SELECTED PASSAGE:
--- START ---
This story has been updated to include a statement from Agilent Technologies.
NEW YORK – The Patent Trial and Appeal Board of the US Patent and Trademark Office has invalidated two patents held by Agilent Technologies covering the chemical modification of CRISPR guide RNAs and their use in gene editing, Synthego announced on Wednesday.
In final written decisions issued Wednesday as part of inter partes review proceedings, the PTAB said US Patent Nos. 10,337,001 and 10,900,034 each contained unpatentable claims.
Synthego, an Agilent competitor in the gene editing market, had initiated the IPR in January 2022 as part of a plan to ward off patent infringement allegations. Synthego also preemptively sued Agilent in federal court in October 2021, seeking a judgment of non-infringement, allegedly after Agilent tried to license the IP to Synthego. As part of a countersuit, Agilent sought a preliminary injunction against Synthego.
--- END ---
EXTRACTED RECORDS:
--- START ---
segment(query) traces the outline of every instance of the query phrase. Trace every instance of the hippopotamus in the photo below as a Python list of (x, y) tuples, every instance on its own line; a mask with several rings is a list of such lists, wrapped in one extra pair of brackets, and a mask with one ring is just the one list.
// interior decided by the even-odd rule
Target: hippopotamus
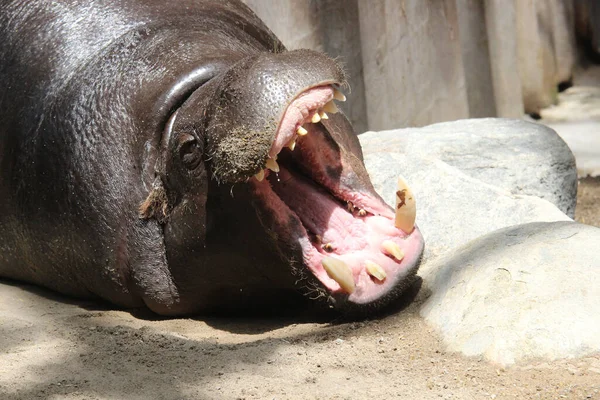
[(0, 276), (167, 316), (414, 281), (412, 194), (373, 189), (342, 67), (243, 3), (4, 0), (0, 37)]

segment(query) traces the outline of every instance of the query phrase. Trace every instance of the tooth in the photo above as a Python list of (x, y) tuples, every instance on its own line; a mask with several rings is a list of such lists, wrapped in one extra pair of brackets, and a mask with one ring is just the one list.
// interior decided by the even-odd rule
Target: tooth
[(267, 168), (273, 172), (279, 172), (279, 164), (273, 158), (267, 158)]
[(296, 138), (292, 138), (292, 140), (290, 140), (286, 146), (288, 149), (294, 151), (296, 148)]
[(348, 267), (345, 262), (338, 260), (337, 258), (325, 257), (321, 261), (321, 264), (323, 265), (325, 272), (327, 272), (327, 275), (336, 281), (342, 290), (347, 293), (354, 292), (354, 277), (352, 276), (350, 267)]
[(376, 264), (373, 261), (365, 261), (365, 269), (369, 275), (379, 279), (380, 281), (385, 280), (387, 277), (387, 274), (385, 273), (384, 269), (381, 268), (381, 265)]
[(337, 89), (333, 89), (333, 98), (339, 101), (346, 101), (346, 96), (344, 96), (344, 93)]
[(381, 243), (381, 248), (385, 251), (385, 253), (393, 256), (398, 261), (404, 258), (404, 252), (400, 246), (391, 240), (384, 240), (383, 243)]
[(333, 102), (333, 100), (331, 100), (331, 101), (329, 101), (329, 103), (327, 103), (323, 106), (323, 111), (331, 113), (331, 114), (335, 114), (339, 110), (338, 110), (337, 106), (335, 105), (335, 103)]
[(254, 175), (254, 177), (256, 178), (257, 181), (261, 182), (263, 179), (265, 179), (265, 170), (261, 169), (260, 172), (258, 172), (256, 175)]
[(415, 196), (408, 187), (404, 178), (398, 178), (398, 191), (396, 192), (396, 219), (394, 225), (406, 233), (411, 233), (415, 228), (417, 217), (417, 204)]

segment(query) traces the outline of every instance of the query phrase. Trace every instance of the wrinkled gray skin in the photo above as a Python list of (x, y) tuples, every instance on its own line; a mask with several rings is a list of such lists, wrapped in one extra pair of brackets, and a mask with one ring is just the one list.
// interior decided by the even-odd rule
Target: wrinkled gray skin
[(4, 0), (0, 37), (0, 276), (164, 315), (319, 285), (246, 182), (293, 97), (344, 83), (334, 61), (231, 0)]

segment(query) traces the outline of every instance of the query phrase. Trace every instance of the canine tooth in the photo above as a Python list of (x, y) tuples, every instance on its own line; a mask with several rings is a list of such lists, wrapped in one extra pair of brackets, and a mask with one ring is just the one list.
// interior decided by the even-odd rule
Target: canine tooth
[(273, 158), (267, 158), (267, 168), (273, 172), (279, 172), (279, 164)]
[(292, 140), (290, 140), (286, 146), (288, 149), (294, 151), (296, 148), (296, 138), (292, 138)]
[(393, 256), (398, 261), (404, 258), (404, 252), (400, 246), (391, 240), (384, 240), (383, 243), (381, 243), (381, 248), (385, 251), (385, 253)]
[(398, 190), (396, 191), (396, 218), (394, 225), (406, 233), (411, 233), (415, 228), (417, 217), (417, 204), (415, 196), (408, 187), (404, 178), (398, 178)]
[(254, 175), (254, 177), (257, 181), (261, 182), (263, 179), (265, 179), (265, 170), (261, 169), (256, 175)]
[(385, 273), (385, 271), (381, 267), (381, 265), (376, 264), (373, 261), (370, 261), (370, 260), (365, 261), (365, 269), (367, 270), (367, 273), (369, 275), (371, 275), (374, 278), (379, 279), (380, 281), (385, 280), (385, 278), (387, 277), (387, 274)]
[(329, 103), (327, 103), (323, 106), (323, 111), (331, 113), (331, 114), (335, 114), (339, 110), (338, 110), (337, 106), (335, 105), (335, 103), (333, 102), (333, 100), (330, 100)]
[(325, 257), (321, 264), (327, 272), (327, 275), (334, 281), (336, 281), (343, 291), (347, 293), (353, 293), (355, 289), (354, 277), (350, 267), (343, 262), (333, 257)]
[(354, 204), (352, 204), (351, 201), (347, 201), (346, 202), (346, 209), (348, 210), (349, 213), (354, 212)]
[(344, 96), (344, 93), (337, 89), (333, 89), (333, 98), (339, 101), (346, 101), (346, 96)]

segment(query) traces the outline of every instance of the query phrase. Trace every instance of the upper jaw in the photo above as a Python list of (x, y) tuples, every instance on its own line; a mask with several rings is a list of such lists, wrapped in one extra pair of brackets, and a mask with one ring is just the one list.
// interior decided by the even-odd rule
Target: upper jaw
[(412, 225), (404, 218), (404, 230), (398, 229), (394, 211), (372, 190), (344, 183), (356, 182), (348, 177), (357, 174), (320, 123), (336, 118), (325, 105), (343, 95), (331, 86), (303, 95), (288, 108), (291, 116), (286, 111), (282, 118), (265, 168), (250, 179), (258, 207), (271, 217), (264, 227), (280, 248), (300, 247), (317, 291), (336, 307), (381, 306), (416, 273), (423, 238), (414, 216)]

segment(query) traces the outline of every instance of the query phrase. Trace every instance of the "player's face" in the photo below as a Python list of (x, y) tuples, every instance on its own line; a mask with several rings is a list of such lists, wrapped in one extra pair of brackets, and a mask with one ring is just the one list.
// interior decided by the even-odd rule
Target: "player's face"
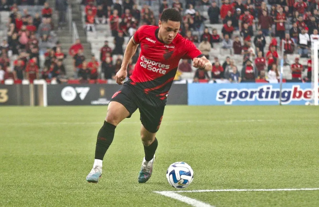
[(181, 23), (179, 22), (174, 22), (170, 20), (167, 22), (162, 22), (160, 20), (159, 38), (161, 39), (166, 44), (170, 44), (178, 33), (180, 26)]

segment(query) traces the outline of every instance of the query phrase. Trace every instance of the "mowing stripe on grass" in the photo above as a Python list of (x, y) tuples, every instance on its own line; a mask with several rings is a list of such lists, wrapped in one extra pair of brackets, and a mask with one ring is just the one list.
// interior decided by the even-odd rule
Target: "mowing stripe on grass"
[[(313, 120), (303, 120), (302, 121), (313, 121)], [(165, 123), (169, 124), (170, 125), (174, 123), (233, 123), (233, 122), (263, 122), (269, 121), (291, 121), (291, 120), (290, 119), (283, 119), (283, 120), (262, 120), (262, 119), (251, 119), (251, 120), (203, 120), (201, 121), (176, 121), (168, 120), (163, 121), (162, 123), (165, 124)], [(140, 124), (141, 122), (139, 121), (124, 121), (121, 122), (121, 124)], [(87, 125), (87, 124), (103, 124), (103, 121), (94, 121), (94, 122), (67, 122), (63, 121), (63, 122), (38, 122), (32, 123), (0, 123), (0, 125), (5, 126), (34, 126), (38, 125), (56, 125), (61, 124), (67, 124), (70, 125)]]
[(173, 191), (154, 191), (154, 192), (178, 200), (180, 201), (183, 202), (196, 207), (214, 207), (213, 206), (209, 204), (200, 201), (196, 199), (191, 198), (186, 196), (181, 196), (179, 194), (174, 192)]

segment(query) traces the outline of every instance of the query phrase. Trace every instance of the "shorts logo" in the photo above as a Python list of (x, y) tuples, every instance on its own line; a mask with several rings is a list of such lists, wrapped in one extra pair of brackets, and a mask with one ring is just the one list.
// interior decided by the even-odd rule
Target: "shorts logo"
[(156, 42), (156, 41), (155, 41), (155, 40), (153, 40), (152, 39), (150, 39), (148, 38), (146, 38), (146, 40), (148, 41), (149, 41), (153, 43), (154, 44), (155, 44), (155, 43)]
[(119, 91), (117, 92), (116, 92), (116, 93), (114, 94), (113, 96), (112, 96), (112, 98), (113, 99), (113, 98), (114, 98), (115, 97), (117, 96), (119, 93), (121, 92), (122, 92), (122, 91)]

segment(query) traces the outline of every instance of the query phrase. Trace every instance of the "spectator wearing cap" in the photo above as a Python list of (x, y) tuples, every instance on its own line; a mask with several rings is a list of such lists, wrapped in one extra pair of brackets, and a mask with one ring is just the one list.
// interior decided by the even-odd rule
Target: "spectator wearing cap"
[(221, 48), (223, 49), (231, 49), (233, 47), (233, 41), (229, 39), (229, 36), (226, 34), (225, 35), (224, 39), (221, 43)]
[(262, 15), (259, 17), (258, 21), (258, 27), (259, 29), (263, 31), (263, 34), (265, 36), (268, 36), (269, 31), (271, 29), (272, 19), (268, 15), (267, 12), (263, 10)]
[(290, 67), (292, 75), (292, 79), (294, 80), (300, 80), (301, 79), (301, 72), (303, 67), (302, 65), (299, 63), (299, 58), (296, 57), (295, 59), (295, 63), (292, 65)]
[(93, 14), (92, 10), (88, 10), (85, 18), (86, 31), (95, 32), (95, 16)]
[(106, 22), (106, 15), (102, 5), (98, 6), (98, 10), (95, 16), (95, 23), (97, 24), (105, 24)]
[(254, 82), (257, 77), (256, 69), (251, 64), (251, 60), (247, 60), (246, 65), (241, 70), (241, 78), (243, 82)]
[(211, 3), (211, 6), (208, 9), (208, 16), (211, 24), (217, 24), (219, 23), (219, 15), (220, 10), (219, 7), (217, 6), (216, 2), (213, 1)]
[(84, 48), (81, 43), (81, 40), (79, 39), (77, 39), (75, 43), (72, 45), (70, 47), (70, 49), (69, 50), (69, 53), (72, 57), (74, 57), (76, 54), (77, 54), (80, 49), (82, 50), (83, 51), (84, 49)]
[(227, 12), (228, 11), (230, 11), (232, 14), (234, 13), (233, 7), (229, 4), (229, 0), (225, 0), (224, 3), (225, 3), (222, 5), (220, 7), (220, 18), (223, 20), (227, 15)]
[(301, 33), (298, 36), (298, 44), (299, 45), (298, 53), (302, 57), (308, 57), (308, 43), (310, 41), (309, 35), (306, 32), (304, 28), (301, 30)]
[(266, 59), (263, 56), (263, 53), (261, 51), (258, 52), (257, 57), (255, 59), (255, 66), (258, 72), (258, 75), (260, 74), (260, 72), (265, 70), (266, 67)]
[(113, 37), (117, 36), (117, 31), (119, 28), (120, 18), (117, 15), (118, 13), (117, 10), (115, 10), (113, 11), (113, 15), (110, 17), (111, 30), (112, 31), (112, 36)]
[(231, 38), (234, 31), (234, 27), (232, 25), (232, 21), (229, 20), (226, 24), (224, 25), (222, 29), (221, 33), (222, 35), (222, 38), (223, 39), (225, 35), (227, 34)]
[(47, 2), (44, 3), (44, 7), (41, 11), (42, 17), (51, 18), (52, 17), (52, 9), (50, 8), (49, 3)]
[(100, 54), (100, 60), (103, 61), (106, 57), (106, 53), (107, 52), (112, 53), (112, 49), (108, 46), (108, 41), (106, 40), (104, 42), (104, 45), (101, 48)]
[(211, 45), (207, 37), (204, 38), (203, 41), (199, 44), (198, 49), (207, 59), (209, 59), (209, 52), (211, 50)]
[(113, 55), (123, 55), (123, 45), (124, 44), (124, 38), (123, 37), (123, 31), (119, 30), (118, 35), (114, 38), (114, 43), (115, 45), (113, 50)]
[(295, 43), (297, 42), (299, 34), (301, 32), (301, 31), (297, 25), (297, 23), (296, 22), (294, 22), (293, 24), (293, 27), (289, 31), (289, 33), (290, 35), (290, 37), (293, 40)]
[(190, 63), (189, 62), (188, 60), (183, 59), (182, 62), (178, 65), (178, 69), (182, 72), (191, 72), (192, 66)]
[(39, 67), (36, 64), (35, 59), (32, 59), (29, 61), (26, 68), (26, 78), (30, 81), (33, 82), (33, 80), (38, 79)]

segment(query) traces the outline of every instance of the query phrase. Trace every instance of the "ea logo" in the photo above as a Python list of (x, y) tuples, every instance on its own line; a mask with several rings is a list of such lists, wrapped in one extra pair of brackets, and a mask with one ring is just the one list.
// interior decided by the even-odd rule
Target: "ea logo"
--- END ---
STUDY QUESTIONS:
1. Write out verbatim the part of the Agilent patent article that begins with the words containing "Synthego, an Agilent" and ends with "injunction against Synthego.".
2. Carry on the Agilent patent article from its last sentence.
The rows have no connection to the Agilent patent article.

ANSWERS FOR EACH ITEM:
1.
Synthego, an Agilent competitor in the gene editing market, had initiated the IPR in January 2022 as part of a plan to ward off patent infringement allegations. Synthego also preemptively sued Agilent in federal court in October 2021, seeking a judgment of non-infringement, allegedly after Agilent tried to license the IP to Synthego. As part of a countersuit, Agilent sought a preliminary injunction against Synthego.

2.
"This decision by the PTAB is a major victory for the entire CRISPR-enabled research and therapeutics field," Synthego CEO Paul Dabrowski said in a statement. "The ruling confirms that the invalidated Agilent patents attempted to claim well-known modifications to guide RNAs already taught by prior art. It is a win for researchers and, ultimately, for patients."
"Agilent is confident in the innovative contributions made by its scientists and intends to appeal to the United States Court of Appeals for the Federal Circuit," the firm said in a statement issued Thursday night. "This patent family also remains open with ongoing prosecution of new claims."